— Start INFORMATION SUPPLIED —
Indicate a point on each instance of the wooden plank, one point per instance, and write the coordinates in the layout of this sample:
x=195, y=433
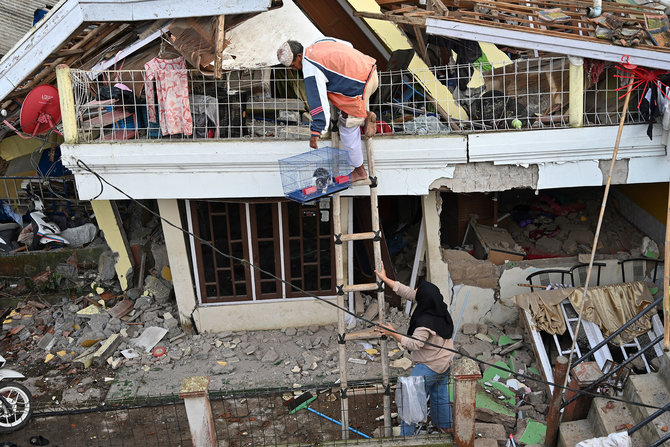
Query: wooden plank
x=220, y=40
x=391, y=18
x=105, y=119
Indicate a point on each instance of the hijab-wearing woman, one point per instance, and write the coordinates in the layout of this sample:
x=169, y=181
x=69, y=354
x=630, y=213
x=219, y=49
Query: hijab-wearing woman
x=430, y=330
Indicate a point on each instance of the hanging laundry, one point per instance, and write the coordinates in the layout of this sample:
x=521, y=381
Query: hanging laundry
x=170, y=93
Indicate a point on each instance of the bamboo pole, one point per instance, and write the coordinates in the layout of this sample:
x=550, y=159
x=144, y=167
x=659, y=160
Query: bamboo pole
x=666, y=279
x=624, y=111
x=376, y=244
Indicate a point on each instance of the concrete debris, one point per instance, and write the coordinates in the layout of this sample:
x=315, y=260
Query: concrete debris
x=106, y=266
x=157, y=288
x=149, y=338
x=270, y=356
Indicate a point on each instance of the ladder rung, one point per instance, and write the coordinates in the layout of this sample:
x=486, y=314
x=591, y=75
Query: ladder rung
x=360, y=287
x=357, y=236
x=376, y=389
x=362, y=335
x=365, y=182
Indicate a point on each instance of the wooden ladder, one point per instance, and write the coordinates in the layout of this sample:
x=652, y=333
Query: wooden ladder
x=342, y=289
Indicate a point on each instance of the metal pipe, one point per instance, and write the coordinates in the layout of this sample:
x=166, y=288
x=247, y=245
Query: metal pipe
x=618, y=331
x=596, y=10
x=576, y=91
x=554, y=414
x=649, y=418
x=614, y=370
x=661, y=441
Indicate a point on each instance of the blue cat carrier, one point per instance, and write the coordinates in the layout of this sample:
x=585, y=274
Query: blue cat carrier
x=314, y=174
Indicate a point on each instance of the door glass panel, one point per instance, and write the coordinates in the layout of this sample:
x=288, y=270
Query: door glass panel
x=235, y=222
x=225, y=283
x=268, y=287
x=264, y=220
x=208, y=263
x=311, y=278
— End INFORMATION SUPPLIED —
— Start INFORMATION SUPPLIED —
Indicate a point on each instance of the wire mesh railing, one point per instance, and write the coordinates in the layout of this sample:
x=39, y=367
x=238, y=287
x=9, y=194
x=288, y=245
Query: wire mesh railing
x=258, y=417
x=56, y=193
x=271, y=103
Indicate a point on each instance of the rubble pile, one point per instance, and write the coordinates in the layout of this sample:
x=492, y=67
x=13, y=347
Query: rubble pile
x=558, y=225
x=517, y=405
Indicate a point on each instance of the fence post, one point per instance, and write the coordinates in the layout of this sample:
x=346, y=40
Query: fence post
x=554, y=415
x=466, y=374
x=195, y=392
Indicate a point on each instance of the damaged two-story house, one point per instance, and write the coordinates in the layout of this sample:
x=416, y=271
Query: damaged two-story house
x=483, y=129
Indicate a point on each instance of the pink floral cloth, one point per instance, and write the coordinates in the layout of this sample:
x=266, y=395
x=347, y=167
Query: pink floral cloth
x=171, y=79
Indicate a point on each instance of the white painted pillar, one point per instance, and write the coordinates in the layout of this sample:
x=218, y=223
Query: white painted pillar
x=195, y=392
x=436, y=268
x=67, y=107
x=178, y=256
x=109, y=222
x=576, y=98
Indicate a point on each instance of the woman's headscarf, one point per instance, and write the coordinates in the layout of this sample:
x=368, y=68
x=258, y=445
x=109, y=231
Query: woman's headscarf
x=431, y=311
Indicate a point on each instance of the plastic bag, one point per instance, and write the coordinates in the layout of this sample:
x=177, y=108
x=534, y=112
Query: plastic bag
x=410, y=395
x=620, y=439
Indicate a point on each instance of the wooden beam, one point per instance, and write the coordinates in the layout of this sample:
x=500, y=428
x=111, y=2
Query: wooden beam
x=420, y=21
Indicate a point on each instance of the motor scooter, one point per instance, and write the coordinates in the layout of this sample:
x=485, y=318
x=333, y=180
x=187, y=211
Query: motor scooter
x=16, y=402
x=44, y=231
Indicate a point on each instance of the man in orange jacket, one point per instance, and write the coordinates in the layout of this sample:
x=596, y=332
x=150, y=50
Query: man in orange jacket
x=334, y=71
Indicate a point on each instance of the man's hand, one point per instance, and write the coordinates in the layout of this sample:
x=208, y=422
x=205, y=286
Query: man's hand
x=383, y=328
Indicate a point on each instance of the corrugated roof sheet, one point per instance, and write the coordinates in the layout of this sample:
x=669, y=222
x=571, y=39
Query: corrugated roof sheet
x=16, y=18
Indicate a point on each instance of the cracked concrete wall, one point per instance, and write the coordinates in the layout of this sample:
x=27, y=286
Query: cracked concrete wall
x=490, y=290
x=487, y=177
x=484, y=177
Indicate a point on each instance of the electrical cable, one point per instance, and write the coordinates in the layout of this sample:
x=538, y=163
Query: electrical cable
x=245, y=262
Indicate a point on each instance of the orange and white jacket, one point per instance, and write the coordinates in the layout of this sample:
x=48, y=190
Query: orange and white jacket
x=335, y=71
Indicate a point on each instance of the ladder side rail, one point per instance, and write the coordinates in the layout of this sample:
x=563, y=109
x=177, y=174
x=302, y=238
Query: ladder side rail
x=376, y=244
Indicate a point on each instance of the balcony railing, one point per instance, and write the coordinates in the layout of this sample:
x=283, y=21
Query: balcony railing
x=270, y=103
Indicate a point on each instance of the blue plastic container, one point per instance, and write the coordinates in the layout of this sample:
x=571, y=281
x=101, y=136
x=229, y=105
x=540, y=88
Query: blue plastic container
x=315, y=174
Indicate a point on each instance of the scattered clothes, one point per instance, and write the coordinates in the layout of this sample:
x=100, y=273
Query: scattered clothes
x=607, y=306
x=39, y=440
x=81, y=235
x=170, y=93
— End INFORMATION SUPPLIED —
**EXERCISE TASK:** Rename "Query" to "Label" in the rows from the line containing "Indicate a point on each instance of the wooden ladder, one" through the line containing "x=311, y=278", and give only those lines with nothing else changed.

**SOLUTION TO THIS TASK:**
Indicate a point on each instance of the wooden ladder, one point per instance, and write the coordinates in the layout of this sample:
x=652, y=333
Label: wooden ladder
x=342, y=289
Indicate a point on each instance of the metal pipe, one point per instance, and write the coordinates in the layout of this sample:
x=166, y=288
x=247, y=245
Label: metal pipe
x=618, y=331
x=596, y=10
x=576, y=91
x=554, y=414
x=649, y=418
x=614, y=370
x=661, y=441
Indicate a point on each instance of the blue cat carrier, one point per instance, and write the coordinates in the layout of this sample:
x=585, y=274
Label: blue cat carrier
x=314, y=174
Indicate a point on each instance of the door glass panel, one point per instance, and write the coordinates in the layout of this sample:
x=288, y=270
Label: door glass panel
x=235, y=222
x=225, y=283
x=268, y=287
x=264, y=220
x=208, y=263
x=311, y=278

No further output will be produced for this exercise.